Supplied text:
Italian Study Finds Cost of Migraine Treatment Higher for Women, Elderly

January 2, 2020

In a recently published study in The Journal of Headache and Pain, Italian researchers compiled data on 548 patients suffering from chronic and episodic migraines enrolled in a tertiary level headache center to determine overall costs incurred.

In a recently published study in The Journal of Headache and Pain, Italian researchers compiled data on 548 patients suffering from chronic and episodic migraines enrolled in a tertiary level headache center to determine overall costs incurred.

Authors concluded that costs were significantly higher for women with migraine than men ($1693.86 [€1517] vs $1422.53 [€1274]; P = .013), and that costs resulting from migraine treatment increased as the patient got older (P = .0002).

“The main item of expenditure were medications that represented 86.8%” of the total costs, researchers said. Medications were followed by “specialist visits (10.2%), hospitalizations for (1.9%), diagnostic tests for (1%) and emergency department visits for (0.1%).” The mean annual cost of medications was $1435.93 (€1286), and preventive treatments accounted for the majority of this cost at $1222.66 (€1095).

In addition, the annual direct cost incurred by patients with chronic migraine (CM) was 4.8-fold higher than those with episodic migraine (EM) ($2278.56 [€2037] vs $477.64 [€427]; P = .0001).

Record set:
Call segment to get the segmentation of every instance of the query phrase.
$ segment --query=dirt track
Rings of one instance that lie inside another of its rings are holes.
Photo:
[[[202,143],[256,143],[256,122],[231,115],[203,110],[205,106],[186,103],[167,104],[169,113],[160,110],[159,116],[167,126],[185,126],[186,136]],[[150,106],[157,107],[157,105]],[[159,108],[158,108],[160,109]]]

Activity 1: From the article on migraine treatment costs, extract the passage that begins at the words "Authors concluded that" and stops after the words "P = .0001).".
Activity 2: Continue the article on migraine treatment costs from where it ends.

Your response 1:
Authors concluded that costs were significantly higher for women with migraine than men ($1693.86 [€1517] vs $1422.53 [€1274]; P = .013), and that costs resulting from migraine treatment increased as the patient got older (P = .0002).

“The main item of expenditure were medications that represented 86.8%” of the total costs, researchers said. Medications were followed by “specialist visits (10.2%), hospitalizations for (1.9%), diagnostic tests for (1%) and emergency department visits for (0.1%).” The mean annual cost of medications was $1435.93 (€1286), and preventive treatments accounted for the majority of this cost at $1222.66 (€1095).

In addition, the annual direct cost incurred by patients with chronic migraine (CM) was 4.8-fold higher than those with episodic migraine (EM) ($2278.56 [€2037] vs $477.64 [€427]; P = .0001).

Your response 2:
Italy’s National Health Service (NHS) covered the majority of costs of patients with migraines. Of the average annual expenditure per patient ($1656.58 [€1482]), the NHS covered 82.8% of the total cost, or $1371.55 (€1227). Patients had an annual personal expenditure of $284.73 (€255).

Migraine affects around 1.4 billion people worldwide and, according to the Global Burden of Diseases, it is the second cause of years of life lived with disability in the world. Direct cost of the disease is difficult to pin down due to the numerous comorbidities often associated with CM and the fact that many patients with migraine never approach their physician about the disease.

However, researchers aimed to work around the barriers by conducting this retrospective and noninterventional observational analysis.

Data from patients’ electronic medical records were collected and only patients with EM and CM who underwent continuous treatment in the 2 years prior to January 2019 while at the Regional Referral Headache Center of Rome were included in the study. This methodology was used to “prevent distortions due to natural fluctuations in migraine status over time.” Researchers also stated that by following this method, “it was possible to detect any changes in dosage and class of drugs and, therefore, provide better estimates of the cost of pharmacological treatments.”

Researchers used the parameters outlined in the third edition of the International Classification of Headache Disorders, which “set the threshold for differentiating EM from CM at 15 days per month in the last 3 months.” The cross-sectional cost-of-illness evaluation also included demographic characteristics, the number of specialist visits and diagnostic tests, along with “accesses in the emergency department and days of hospitalization resulting from pathology and consumption of medications.”

Reference

Negro A, Sciattella P, Rossi D, Guglielmetti M, Martelletti P, Mennini FS. Cost of chronic and episodic migraine patients in continuous treatment for two years in a tertiary level headache center. J Headache Pain. 2019;20(1):120. doi: 10.1186/s10194-019-1068-y.